Reproduce the material in full, unchanged.

* START The records *

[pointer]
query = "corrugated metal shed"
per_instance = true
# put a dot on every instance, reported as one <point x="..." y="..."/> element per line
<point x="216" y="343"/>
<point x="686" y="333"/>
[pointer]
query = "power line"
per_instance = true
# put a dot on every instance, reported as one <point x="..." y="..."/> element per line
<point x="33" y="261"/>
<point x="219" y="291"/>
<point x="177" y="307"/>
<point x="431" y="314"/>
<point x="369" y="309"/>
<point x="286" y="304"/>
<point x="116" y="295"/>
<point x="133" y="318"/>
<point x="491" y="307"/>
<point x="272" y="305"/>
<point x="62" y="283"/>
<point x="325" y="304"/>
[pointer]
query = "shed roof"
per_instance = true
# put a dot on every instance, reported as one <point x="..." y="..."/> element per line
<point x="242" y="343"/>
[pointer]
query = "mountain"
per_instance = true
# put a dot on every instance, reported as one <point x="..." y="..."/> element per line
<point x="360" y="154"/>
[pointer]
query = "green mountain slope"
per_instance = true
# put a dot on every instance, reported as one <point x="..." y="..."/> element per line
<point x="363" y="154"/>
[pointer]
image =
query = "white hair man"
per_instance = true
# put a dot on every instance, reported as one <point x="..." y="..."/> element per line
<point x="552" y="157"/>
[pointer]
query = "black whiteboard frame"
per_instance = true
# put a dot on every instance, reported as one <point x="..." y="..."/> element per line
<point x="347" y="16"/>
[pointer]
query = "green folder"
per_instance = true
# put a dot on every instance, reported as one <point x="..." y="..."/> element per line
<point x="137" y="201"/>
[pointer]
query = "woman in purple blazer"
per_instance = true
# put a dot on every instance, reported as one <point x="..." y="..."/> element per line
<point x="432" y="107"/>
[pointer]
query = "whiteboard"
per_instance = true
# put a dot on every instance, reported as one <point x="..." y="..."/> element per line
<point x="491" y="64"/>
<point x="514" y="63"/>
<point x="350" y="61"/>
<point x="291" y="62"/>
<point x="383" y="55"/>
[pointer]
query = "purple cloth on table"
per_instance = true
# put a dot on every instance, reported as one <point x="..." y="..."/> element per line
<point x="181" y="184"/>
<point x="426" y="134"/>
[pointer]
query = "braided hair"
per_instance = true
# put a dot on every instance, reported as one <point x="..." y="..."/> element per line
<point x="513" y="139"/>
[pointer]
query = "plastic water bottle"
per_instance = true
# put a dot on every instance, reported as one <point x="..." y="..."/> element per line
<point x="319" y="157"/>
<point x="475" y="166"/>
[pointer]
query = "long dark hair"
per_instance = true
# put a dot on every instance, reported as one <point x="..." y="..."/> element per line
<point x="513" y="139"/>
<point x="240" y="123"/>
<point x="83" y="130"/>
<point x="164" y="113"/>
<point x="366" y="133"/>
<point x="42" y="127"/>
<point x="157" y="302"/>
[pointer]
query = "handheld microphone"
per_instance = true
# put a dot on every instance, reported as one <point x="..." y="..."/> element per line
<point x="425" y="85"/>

* END The records *

▶ [Solution to this task]
[pointer]
query = "corrugated metal shed"
per_instance = true
# put a dot on every instance, reported as one <point x="..." y="..."/> element per line
<point x="216" y="343"/>
<point x="686" y="333"/>
[pointer]
query = "power line"
per_instance = true
# put a dot on every instance, reported as one <point x="..." y="..."/> element per line
<point x="33" y="261"/>
<point x="219" y="291"/>
<point x="177" y="307"/>
<point x="431" y="314"/>
<point x="369" y="309"/>
<point x="286" y="304"/>
<point x="116" y="295"/>
<point x="133" y="318"/>
<point x="491" y="307"/>
<point x="272" y="305"/>
<point x="62" y="283"/>
<point x="325" y="304"/>
[pointer]
query = "shed roof"
per_instance = true
# put a dot on every instance, reported as one <point x="..." y="..."/> element per line
<point x="242" y="343"/>
[pointer]
query = "mountain"
per_instance = true
# put a dot on every instance, reported as one <point x="..." y="..."/> element per line
<point x="360" y="154"/>
[pointer]
query = "green mountain slope"
per_instance = true
# put a dot on every instance, reported as one <point x="..." y="..."/> element per line
<point x="363" y="154"/>
[pointer]
image =
query = "white hair man"
per_instance = true
# put a dot on every instance, reported as one <point x="..." y="..."/> element per line
<point x="552" y="157"/>
[pointer]
query = "black whiteboard frame"
per_instance = true
# put a dot on every instance, reported as one <point x="..." y="..."/> element per line
<point x="347" y="16"/>
[pointer]
query = "green folder"
per_instance = true
# put a dot on every instance, reported as one <point x="..." y="..."/> element per line
<point x="137" y="201"/>
[pointer]
query = "woman in purple blazer"
per_instance = true
# put a dot on every instance, reported as one <point x="..." y="..."/> element per line
<point x="432" y="107"/>
[pointer]
query = "whiteboard"
per_instance = true
# put a dot on every instance, reported as one <point x="..." y="..."/> element per line
<point x="491" y="64"/>
<point x="514" y="63"/>
<point x="350" y="61"/>
<point x="291" y="62"/>
<point x="383" y="55"/>
[pointer]
query = "purple cloth on table"
per_instance = true
# put a dot on every instance, reported as one <point x="..." y="..."/> element per line
<point x="181" y="184"/>
<point x="426" y="134"/>
[pointer]
query = "braided hair"
per_instance = true
# put a dot on every instance, reported as one <point x="..." y="..."/> element per line
<point x="513" y="139"/>
[pointer]
query = "plastic water bottle"
per_instance = true
# put a dot on every instance, reported as one <point x="..." y="..."/> element per line
<point x="319" y="157"/>
<point x="475" y="166"/>
[pointer]
query = "long dark hair"
per_instance = true
# put a dot on every instance, reported as one <point x="..." y="..."/> element per line
<point x="513" y="139"/>
<point x="240" y="123"/>
<point x="83" y="130"/>
<point x="164" y="113"/>
<point x="366" y="133"/>
<point x="42" y="127"/>
<point x="157" y="302"/>
[pointer]
query = "handheld microphone"
per_instance = true
# put a dot on every instance, reported as one <point x="..." y="..."/> element per line
<point x="425" y="85"/>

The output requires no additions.